__DO THIS__. Copy out exactly the lines from the line containing "Where can the bmw" to the end of the listing.
— Start SOURCE MATERIAL —
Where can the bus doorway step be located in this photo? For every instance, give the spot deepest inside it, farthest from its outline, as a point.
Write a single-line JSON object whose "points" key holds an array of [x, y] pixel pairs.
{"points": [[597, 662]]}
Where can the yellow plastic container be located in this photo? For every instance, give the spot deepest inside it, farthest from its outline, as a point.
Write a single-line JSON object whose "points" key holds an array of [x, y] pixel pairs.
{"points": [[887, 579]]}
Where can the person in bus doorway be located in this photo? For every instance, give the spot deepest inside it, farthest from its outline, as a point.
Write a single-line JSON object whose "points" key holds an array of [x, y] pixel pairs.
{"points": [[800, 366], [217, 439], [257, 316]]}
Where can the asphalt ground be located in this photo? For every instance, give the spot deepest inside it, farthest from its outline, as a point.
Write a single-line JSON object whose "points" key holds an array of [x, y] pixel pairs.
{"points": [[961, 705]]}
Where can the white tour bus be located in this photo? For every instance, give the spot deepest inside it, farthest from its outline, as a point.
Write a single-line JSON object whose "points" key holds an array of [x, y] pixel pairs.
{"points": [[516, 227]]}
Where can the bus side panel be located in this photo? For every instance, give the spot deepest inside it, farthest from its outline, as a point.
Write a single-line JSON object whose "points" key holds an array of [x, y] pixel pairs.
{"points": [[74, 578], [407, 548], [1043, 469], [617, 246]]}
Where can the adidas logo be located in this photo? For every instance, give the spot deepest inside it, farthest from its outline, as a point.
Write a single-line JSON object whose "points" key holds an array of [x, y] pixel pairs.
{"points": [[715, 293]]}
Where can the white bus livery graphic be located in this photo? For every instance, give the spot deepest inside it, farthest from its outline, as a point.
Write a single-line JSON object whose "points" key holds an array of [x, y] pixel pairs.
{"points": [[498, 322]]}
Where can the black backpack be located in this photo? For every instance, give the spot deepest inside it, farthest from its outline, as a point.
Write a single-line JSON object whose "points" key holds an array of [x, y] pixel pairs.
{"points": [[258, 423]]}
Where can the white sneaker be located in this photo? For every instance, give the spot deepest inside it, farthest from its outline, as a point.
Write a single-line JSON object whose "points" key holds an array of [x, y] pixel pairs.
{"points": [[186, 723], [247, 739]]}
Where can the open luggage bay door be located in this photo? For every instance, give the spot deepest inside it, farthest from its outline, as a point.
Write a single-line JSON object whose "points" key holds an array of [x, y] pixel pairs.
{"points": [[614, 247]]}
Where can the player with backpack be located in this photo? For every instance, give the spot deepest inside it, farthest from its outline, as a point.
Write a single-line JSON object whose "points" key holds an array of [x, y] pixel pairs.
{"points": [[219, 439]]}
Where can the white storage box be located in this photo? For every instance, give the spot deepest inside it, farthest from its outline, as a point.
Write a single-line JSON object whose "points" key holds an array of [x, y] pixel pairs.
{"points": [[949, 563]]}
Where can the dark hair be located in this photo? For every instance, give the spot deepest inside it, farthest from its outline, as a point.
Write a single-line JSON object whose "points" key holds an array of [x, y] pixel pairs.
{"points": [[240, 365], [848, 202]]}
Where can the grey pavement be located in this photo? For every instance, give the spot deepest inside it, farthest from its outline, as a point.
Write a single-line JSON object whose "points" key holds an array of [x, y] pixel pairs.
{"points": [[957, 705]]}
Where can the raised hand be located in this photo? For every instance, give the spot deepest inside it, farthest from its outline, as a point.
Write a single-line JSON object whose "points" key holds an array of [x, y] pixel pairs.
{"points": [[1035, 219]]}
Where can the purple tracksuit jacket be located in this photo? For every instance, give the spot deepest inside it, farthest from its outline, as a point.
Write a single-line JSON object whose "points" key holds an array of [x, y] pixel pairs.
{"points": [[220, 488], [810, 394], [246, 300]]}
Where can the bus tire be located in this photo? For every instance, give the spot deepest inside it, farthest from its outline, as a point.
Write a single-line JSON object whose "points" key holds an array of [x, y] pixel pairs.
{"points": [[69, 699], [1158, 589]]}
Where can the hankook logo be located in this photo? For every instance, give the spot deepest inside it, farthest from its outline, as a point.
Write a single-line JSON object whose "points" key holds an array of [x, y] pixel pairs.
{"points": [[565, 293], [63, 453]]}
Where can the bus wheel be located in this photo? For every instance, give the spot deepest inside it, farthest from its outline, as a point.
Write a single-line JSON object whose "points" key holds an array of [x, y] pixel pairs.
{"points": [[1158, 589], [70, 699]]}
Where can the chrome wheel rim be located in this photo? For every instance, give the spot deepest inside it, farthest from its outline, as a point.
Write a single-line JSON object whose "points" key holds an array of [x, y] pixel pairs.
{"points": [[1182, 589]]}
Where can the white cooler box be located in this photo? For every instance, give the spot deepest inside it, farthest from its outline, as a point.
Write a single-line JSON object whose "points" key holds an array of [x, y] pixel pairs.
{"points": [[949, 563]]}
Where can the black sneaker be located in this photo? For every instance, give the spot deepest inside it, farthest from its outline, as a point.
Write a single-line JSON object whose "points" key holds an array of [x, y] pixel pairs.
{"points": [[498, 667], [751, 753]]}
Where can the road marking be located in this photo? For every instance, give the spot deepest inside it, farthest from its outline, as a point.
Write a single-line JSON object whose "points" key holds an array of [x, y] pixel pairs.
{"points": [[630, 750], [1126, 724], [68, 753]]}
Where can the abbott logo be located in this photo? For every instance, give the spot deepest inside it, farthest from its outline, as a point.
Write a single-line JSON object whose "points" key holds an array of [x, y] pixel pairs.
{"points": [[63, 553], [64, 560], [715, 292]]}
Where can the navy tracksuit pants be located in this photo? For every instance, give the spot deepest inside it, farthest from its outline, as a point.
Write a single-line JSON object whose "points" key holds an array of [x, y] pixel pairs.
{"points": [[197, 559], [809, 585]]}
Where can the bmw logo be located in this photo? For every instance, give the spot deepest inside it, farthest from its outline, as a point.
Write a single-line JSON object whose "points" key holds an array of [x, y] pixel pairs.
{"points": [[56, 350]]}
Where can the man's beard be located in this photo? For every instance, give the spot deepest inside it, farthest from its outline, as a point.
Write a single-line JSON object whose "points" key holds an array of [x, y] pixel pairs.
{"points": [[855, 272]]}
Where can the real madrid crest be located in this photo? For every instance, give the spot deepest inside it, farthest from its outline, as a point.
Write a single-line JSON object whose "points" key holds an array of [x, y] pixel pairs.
— End SOURCE MATERIAL —
__RESPONSE__.
Where can the bmw logo be located in this photo? For every instance, give the spot deepest inside it, farthest from its outline, as a point.
Write a single-line JSON object whose "points" key holds an array of [x, y] pixel pairs.
{"points": [[56, 350]]}
Where can the man's beard be located in this photo? For every instance, give the spot deepest inside it, farthest from its outline, as a point.
Write a single-line JSON object whose "points" key holds an array of [x, y] pixel pairs.
{"points": [[855, 272]]}
Where can the real madrid crest be located in this photo? For every instance, give the spot deepest inside it, farthest from its outline, as a point.
Write a single-line JSON object whose "points" key holds an array of [x, y] pixel pairs.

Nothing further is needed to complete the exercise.